• ACTIVITY:
Your answer must be every line of the data that holds the string "panel".

[Referring expression pointing data]
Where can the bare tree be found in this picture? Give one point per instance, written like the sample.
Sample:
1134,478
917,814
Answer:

---

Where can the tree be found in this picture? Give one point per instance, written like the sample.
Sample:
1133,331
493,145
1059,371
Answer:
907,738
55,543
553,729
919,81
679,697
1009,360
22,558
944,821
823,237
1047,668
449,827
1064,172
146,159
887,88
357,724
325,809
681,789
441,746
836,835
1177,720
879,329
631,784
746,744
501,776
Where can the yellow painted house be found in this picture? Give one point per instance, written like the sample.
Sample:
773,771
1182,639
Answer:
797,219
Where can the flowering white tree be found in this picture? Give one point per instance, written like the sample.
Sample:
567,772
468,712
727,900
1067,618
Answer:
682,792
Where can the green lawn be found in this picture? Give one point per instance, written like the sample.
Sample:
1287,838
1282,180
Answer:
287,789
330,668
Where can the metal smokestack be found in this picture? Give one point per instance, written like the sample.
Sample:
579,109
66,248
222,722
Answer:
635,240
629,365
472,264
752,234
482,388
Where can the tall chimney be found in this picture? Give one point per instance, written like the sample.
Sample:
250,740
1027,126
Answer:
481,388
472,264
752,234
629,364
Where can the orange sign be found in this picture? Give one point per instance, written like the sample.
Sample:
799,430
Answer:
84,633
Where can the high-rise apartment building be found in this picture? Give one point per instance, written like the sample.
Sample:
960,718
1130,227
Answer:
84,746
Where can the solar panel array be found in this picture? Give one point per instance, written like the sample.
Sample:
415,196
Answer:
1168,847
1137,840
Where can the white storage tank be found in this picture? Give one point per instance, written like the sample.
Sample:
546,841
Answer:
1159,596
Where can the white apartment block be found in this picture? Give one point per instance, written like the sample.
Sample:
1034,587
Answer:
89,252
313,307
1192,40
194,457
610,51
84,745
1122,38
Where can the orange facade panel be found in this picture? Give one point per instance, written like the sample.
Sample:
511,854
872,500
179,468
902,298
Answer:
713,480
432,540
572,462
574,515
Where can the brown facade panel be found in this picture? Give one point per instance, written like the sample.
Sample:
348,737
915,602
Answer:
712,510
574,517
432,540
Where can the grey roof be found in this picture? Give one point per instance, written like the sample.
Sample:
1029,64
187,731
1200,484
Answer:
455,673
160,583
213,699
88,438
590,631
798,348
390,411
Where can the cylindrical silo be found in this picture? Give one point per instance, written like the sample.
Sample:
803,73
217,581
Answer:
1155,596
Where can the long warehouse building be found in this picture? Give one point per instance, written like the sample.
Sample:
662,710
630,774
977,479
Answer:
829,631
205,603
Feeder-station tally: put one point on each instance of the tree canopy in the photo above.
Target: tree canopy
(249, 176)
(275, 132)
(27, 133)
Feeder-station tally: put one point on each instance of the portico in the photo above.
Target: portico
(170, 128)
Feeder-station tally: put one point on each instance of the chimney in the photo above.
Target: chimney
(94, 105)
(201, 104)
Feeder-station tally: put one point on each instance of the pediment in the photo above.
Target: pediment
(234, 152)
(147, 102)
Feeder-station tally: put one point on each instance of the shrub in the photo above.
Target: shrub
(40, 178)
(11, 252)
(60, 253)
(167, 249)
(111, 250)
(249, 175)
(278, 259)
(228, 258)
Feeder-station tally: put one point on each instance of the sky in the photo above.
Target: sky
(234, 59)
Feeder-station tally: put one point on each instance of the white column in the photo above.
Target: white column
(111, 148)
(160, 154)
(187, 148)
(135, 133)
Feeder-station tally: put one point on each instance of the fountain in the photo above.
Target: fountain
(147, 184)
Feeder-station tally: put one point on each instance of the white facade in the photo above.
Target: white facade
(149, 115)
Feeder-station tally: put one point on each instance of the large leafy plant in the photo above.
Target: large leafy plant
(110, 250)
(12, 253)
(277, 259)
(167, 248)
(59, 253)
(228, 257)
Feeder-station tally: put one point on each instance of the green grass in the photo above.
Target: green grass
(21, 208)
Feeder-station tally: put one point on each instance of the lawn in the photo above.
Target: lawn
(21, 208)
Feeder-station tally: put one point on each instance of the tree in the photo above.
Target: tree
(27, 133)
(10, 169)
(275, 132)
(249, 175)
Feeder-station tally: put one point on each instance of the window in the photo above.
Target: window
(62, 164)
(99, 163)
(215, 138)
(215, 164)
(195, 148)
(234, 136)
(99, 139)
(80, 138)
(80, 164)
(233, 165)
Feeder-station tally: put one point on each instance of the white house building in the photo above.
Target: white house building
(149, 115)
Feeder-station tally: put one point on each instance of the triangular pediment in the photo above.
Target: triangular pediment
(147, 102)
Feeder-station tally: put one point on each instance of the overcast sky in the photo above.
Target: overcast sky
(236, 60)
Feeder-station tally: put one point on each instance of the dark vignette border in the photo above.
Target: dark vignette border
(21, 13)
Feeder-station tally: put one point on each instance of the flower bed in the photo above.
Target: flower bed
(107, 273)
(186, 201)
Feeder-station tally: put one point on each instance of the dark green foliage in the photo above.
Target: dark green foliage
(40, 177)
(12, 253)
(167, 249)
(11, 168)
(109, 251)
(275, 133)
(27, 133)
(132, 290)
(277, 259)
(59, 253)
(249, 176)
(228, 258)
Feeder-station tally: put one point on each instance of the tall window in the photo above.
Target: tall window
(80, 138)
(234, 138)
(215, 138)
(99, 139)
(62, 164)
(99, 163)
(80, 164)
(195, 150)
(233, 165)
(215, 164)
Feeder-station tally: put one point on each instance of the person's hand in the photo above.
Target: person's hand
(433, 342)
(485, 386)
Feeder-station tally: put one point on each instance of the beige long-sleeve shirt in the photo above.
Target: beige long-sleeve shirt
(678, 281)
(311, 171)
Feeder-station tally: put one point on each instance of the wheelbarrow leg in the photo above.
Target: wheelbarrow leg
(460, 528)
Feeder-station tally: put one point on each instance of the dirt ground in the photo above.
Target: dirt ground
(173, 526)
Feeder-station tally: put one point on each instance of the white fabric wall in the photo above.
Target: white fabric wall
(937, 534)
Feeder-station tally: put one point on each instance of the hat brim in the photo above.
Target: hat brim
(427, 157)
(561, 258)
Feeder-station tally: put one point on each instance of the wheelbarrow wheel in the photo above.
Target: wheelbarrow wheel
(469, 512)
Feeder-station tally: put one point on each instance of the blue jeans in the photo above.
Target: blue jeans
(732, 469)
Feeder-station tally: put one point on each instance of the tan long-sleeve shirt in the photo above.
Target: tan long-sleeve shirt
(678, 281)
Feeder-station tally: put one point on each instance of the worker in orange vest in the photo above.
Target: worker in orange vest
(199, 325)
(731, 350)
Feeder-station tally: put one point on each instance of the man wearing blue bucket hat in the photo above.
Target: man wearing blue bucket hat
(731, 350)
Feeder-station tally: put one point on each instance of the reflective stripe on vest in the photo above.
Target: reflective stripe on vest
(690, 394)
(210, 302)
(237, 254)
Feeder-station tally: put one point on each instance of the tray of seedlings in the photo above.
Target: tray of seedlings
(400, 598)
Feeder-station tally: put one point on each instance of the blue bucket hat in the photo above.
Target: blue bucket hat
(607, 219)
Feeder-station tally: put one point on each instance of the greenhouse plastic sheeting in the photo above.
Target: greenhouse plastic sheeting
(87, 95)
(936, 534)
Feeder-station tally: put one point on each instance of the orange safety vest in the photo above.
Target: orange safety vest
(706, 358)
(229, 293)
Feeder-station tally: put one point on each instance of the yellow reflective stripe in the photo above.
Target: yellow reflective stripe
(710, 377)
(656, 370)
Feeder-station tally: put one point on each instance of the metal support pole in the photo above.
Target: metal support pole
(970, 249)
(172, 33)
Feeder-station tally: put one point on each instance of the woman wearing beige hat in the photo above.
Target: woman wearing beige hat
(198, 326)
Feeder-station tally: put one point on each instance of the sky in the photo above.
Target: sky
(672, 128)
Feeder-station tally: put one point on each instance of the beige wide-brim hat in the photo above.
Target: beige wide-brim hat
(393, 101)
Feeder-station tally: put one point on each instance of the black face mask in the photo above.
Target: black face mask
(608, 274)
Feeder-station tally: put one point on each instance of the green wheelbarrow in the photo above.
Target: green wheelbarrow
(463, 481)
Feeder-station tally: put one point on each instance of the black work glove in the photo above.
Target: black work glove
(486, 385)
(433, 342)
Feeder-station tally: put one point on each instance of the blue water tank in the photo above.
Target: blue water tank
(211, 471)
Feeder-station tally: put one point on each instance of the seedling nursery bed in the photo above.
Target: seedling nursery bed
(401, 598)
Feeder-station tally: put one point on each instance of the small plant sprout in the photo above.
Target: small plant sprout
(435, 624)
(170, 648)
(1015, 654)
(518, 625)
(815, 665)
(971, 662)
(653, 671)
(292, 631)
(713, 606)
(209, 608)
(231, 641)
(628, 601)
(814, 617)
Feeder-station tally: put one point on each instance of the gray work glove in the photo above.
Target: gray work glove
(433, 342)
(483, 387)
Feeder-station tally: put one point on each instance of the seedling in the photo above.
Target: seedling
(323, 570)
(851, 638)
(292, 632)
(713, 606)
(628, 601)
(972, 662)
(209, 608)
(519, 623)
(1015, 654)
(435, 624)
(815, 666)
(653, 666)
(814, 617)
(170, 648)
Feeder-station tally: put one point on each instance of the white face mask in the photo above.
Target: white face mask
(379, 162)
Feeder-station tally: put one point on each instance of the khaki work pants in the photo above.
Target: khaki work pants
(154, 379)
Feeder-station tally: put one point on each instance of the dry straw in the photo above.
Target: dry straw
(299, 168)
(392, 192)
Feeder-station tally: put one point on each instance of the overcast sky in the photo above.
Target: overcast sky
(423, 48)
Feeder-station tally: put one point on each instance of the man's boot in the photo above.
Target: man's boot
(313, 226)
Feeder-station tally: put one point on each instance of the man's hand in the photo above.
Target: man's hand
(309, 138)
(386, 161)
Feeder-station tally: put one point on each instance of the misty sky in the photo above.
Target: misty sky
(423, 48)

• SOLUTION TO THE EXERCISE:
Where can the solar panel array be found in this picture? Give one point per instance, written like the sample.
Where can the orange facade panel be found in this picture? Give one point per instance, written like the sample.
Where can the brown facade panel be found in this picture? Give one point per instance, written like the sample.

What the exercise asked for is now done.